You already have it three times in this function.  I merely mean that this
instance can be moved to the beginning of the DIT_PROBE case, which seems
better.  It looks odd that other work is done first, even though it does not
in any way affect whether these closes are done, and it also does not depend
on them not being done yet.

> >> +			op = "parsed version write";
> >> +			if (write_chunk(fd, &version, sizeof(uint64_t)) < 0)
> >> +				goto err_probe_link;
> >> +
> >> +			op = "parsed nprobes write";
> >> +			_Static_assert(sizeof(accump->parsed->probe.ntp) == sizeof(uint64_t),
> >> +				       "chunk write assumes parsed.probe.ntp is a uint64_t");
> >
> > Why not use a regular assert or something else?  Since this is the only use
> > of static assertions in the entire code base, perhaps use the typical assert
> > suffices (and we can always do an audit of the code base and introduce static
> > assertions if we find there are enough uses for it)?
> 
> Mostly because this is something that is statically detectable because
> it is purely related to type sizes, and I find it a lot more helpful to
> get compile-time errors when that sort of thing happens than runtime
> assertions. This seems like the same question as "why don't we just make
> everything void * and check types at runtime": well, if you've got any
> choice at all you don't do that, no.
> 
> Static assertions are over a decade old now. Every compiler we support
> has supported them for many years. We can probably use them more :)
> 
> Leaking them in bit by bit seems more likely to *actually get done* than
> some future vast sweep which feels like a lot more work and is
> correspondingly unlikely to ever happen. There is nothing about static
> assertions that requires them to be done wholesale!
> 
> >> +	close(perpid_dir);
> >> +	free(provpid_name);
> >
> > early_out: (see above for explanation)
> 
> Ack!
> 
> >> +/*
> >> + * Write out the DOF helper.  A trivial wrapper.

* * * * * * *

▶ _EXERCISE TASKS_:
• A. In the code review thread, swap "beginning" for "start" and give back the passage between "You already have" and "being done yet.", inclusive.
• B. Turn the records between the start of the records and the line holding "[(91, 182), (4, 199), (203, 210), (71, 214)]", inclusive, into a two-column CSV with the columns "request" and "points". Give one row per record, put its text and its answer each in one quoted field, and turn line breaks into spaces.

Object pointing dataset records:
* * * * * * *

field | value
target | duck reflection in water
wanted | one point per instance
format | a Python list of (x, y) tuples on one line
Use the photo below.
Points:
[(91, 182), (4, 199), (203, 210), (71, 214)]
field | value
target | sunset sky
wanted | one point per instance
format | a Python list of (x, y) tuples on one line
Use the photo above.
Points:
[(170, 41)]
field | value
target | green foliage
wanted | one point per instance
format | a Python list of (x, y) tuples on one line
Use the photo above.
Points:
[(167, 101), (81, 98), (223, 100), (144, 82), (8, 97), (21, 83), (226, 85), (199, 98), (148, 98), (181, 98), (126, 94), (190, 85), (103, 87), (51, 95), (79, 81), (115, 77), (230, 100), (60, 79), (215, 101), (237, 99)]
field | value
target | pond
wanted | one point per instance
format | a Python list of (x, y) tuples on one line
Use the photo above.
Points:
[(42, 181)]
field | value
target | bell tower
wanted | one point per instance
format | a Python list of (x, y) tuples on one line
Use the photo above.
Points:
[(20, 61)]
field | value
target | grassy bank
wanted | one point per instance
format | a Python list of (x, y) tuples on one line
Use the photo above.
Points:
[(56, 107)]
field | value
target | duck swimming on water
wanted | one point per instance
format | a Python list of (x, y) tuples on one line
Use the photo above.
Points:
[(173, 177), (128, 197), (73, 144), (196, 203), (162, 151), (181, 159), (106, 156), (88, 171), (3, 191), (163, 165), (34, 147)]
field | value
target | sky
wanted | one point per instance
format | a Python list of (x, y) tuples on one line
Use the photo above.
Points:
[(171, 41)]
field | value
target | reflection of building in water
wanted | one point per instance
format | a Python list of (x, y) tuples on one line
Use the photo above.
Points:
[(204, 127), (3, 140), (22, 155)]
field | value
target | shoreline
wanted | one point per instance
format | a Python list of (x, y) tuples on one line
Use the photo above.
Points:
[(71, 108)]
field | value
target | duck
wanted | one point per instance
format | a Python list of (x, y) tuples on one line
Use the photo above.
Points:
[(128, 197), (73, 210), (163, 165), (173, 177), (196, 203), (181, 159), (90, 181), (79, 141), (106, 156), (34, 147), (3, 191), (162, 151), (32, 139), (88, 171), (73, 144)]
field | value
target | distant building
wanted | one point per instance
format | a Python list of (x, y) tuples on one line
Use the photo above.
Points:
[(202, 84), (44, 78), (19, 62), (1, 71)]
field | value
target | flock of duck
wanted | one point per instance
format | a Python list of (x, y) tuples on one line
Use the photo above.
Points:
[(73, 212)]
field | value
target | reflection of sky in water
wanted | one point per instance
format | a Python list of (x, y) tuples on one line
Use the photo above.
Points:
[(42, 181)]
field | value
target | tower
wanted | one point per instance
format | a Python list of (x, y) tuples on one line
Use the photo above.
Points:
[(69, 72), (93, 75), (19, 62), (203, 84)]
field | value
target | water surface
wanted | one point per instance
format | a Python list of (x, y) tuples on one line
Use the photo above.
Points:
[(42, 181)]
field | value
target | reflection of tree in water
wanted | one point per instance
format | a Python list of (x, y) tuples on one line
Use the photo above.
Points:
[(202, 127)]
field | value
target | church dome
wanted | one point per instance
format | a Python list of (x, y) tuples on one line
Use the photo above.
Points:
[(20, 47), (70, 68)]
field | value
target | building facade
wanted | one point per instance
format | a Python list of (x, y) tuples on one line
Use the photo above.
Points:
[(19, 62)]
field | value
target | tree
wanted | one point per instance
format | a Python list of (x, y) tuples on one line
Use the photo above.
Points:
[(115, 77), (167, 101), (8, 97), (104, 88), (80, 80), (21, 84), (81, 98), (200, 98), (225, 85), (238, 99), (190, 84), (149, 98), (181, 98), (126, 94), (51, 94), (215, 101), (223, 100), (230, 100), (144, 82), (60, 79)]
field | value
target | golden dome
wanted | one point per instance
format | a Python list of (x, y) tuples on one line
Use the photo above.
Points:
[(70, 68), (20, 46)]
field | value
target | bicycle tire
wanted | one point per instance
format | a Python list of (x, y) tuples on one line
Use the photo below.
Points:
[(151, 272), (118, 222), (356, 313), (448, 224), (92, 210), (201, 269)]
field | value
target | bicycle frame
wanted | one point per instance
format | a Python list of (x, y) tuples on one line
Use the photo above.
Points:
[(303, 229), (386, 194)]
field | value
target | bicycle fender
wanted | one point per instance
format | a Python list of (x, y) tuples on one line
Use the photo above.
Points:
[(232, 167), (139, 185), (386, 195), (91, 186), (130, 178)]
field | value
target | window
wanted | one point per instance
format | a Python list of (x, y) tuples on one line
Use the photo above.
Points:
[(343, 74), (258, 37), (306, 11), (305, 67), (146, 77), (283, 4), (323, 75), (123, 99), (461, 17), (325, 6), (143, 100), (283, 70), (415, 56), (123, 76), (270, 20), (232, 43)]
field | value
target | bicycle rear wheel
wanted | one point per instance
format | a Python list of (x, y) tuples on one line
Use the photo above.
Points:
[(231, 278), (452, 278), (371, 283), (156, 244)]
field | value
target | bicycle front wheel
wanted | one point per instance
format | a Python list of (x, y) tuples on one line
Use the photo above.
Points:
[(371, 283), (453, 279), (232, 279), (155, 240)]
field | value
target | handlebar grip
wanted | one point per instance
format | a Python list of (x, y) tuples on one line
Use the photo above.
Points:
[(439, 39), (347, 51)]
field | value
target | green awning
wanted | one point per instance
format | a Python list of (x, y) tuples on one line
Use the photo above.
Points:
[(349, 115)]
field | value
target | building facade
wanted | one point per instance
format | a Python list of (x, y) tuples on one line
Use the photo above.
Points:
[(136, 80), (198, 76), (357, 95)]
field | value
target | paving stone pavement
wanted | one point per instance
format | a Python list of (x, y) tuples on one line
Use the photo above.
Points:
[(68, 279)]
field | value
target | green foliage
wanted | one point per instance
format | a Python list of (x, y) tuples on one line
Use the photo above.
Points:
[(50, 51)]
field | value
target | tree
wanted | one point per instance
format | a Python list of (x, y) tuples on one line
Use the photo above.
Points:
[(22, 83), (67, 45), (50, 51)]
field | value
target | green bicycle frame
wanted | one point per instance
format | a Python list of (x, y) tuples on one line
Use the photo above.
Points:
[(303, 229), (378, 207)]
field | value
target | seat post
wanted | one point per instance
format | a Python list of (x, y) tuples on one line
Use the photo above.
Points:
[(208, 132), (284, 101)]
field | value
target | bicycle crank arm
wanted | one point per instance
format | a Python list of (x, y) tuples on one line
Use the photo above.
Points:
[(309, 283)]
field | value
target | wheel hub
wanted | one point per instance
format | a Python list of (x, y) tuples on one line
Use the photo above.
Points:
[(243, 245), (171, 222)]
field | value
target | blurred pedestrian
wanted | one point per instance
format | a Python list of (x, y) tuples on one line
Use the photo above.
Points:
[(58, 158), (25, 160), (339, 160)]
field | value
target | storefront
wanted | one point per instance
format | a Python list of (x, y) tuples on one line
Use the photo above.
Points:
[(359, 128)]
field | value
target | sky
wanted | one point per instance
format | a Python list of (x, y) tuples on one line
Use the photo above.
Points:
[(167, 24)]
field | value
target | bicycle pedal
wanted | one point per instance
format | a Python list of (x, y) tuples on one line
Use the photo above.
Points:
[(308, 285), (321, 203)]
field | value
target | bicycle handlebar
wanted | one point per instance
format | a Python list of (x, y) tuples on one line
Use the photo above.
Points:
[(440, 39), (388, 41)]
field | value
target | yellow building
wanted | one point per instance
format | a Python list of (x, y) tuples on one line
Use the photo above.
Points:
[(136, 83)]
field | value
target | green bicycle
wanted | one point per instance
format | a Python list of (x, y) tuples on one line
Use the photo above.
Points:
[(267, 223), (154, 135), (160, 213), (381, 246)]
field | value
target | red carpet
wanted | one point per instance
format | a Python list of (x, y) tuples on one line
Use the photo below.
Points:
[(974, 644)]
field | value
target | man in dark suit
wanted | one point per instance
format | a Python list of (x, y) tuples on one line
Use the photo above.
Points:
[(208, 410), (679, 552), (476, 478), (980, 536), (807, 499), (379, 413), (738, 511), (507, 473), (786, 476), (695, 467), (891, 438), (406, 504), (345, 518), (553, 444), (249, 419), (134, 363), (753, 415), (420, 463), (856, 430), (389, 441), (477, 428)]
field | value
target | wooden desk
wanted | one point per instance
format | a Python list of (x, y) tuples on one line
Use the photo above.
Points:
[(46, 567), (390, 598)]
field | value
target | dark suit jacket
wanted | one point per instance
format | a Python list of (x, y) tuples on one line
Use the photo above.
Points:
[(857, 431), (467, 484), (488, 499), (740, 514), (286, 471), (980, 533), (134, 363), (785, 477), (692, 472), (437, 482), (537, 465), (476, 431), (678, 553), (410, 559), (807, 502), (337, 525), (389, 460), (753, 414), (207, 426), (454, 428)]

* * * * * * *

▶ _SOLUTION SET_:
• A.
You already have it three times in this function.  I merely mean that this
instance can be moved to the start of the DIT_PROBE case, which seems
better.  It looks odd that other work is done first, even though it does not
in any way affect whether these closes are done, and it also does not depend
on them not being done yet.

• B.
request,points
"field | value target | duck reflection in water wanted | one point per instance format | a Python list of (x, y) tuples on one line Use the photo below. Points:","[(91, 182), (4, 199), (203, 210), (71, 214)]"